• **Do this**
Can you rewrite the entries below with every "target" replaced by "object" and nothing else changed? Leave the pictures out.

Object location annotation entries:
****************************************
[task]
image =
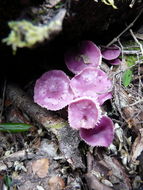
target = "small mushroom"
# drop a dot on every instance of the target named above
(52, 90)
(115, 61)
(92, 82)
(86, 54)
(84, 112)
(111, 53)
(103, 97)
(101, 135)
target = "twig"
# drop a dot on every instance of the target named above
(135, 103)
(67, 137)
(136, 40)
(3, 100)
(126, 29)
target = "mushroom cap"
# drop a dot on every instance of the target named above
(103, 97)
(83, 112)
(84, 55)
(101, 135)
(91, 82)
(111, 53)
(52, 90)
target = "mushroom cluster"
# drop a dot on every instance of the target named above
(84, 94)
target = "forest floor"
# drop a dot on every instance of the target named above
(44, 158)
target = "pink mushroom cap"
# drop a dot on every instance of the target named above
(101, 135)
(52, 90)
(91, 82)
(103, 97)
(84, 55)
(83, 112)
(111, 53)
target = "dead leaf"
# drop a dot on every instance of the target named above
(56, 183)
(137, 147)
(40, 167)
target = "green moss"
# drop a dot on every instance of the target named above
(58, 125)
(25, 34)
(130, 60)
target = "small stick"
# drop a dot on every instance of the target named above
(67, 137)
(126, 29)
(3, 100)
(137, 41)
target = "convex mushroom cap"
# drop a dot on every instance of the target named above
(101, 135)
(84, 112)
(92, 82)
(52, 90)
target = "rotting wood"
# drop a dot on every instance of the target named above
(68, 138)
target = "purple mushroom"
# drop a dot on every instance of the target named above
(115, 61)
(101, 135)
(84, 55)
(52, 90)
(92, 82)
(84, 112)
(111, 53)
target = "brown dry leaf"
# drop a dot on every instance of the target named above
(137, 147)
(56, 183)
(40, 167)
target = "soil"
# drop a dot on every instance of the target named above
(50, 158)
****************************************
• **Written solution**
[task]
image =
object = "small mushroom"
# drop a dot on every instance of the object named above
(52, 90)
(115, 61)
(92, 82)
(86, 54)
(84, 112)
(111, 53)
(103, 97)
(101, 135)
object = "twig"
# drop a dot on every instance of the object named above
(135, 103)
(67, 137)
(136, 40)
(3, 100)
(126, 29)
object = "mushroom cap"
# drop a dot on every instance of the object named above
(103, 97)
(83, 112)
(84, 55)
(101, 135)
(91, 82)
(111, 53)
(52, 90)
object = "mushroom cluster"
# drop a dot on every instance of the object named above
(84, 94)
object = "forest floor"
# drop a dot on every instance of the object named above
(44, 158)
object = "pink mushroom cap"
# drop a dot on every instance of the object named above
(101, 135)
(52, 90)
(91, 82)
(103, 97)
(84, 55)
(83, 112)
(111, 53)
object = "dead leaf"
# drop a dot on every instance of the object named above
(56, 183)
(137, 147)
(40, 167)
object = "green moss"
# drop a dot on every instance of the object named above
(58, 125)
(25, 34)
(130, 60)
object = "small stick"
# drop a dot on every instance of the object named above
(67, 137)
(126, 29)
(3, 100)
(137, 41)
object = "convex mushroom cap"
# drop a dot on every instance of the object named above
(101, 135)
(84, 112)
(92, 82)
(52, 90)
object = "rotting wood"
# drop a dot on every instance of the object named above
(68, 138)
object = "purple mushroom"
# drop a dot on every instance of the object named above
(115, 61)
(101, 135)
(84, 55)
(52, 90)
(92, 82)
(84, 112)
(111, 53)
object = "brown dry leaf"
# drop a dot on every instance of the object named above
(137, 147)
(56, 183)
(40, 167)
object = "soil"
# drop a dot on every instance of the object named above
(50, 158)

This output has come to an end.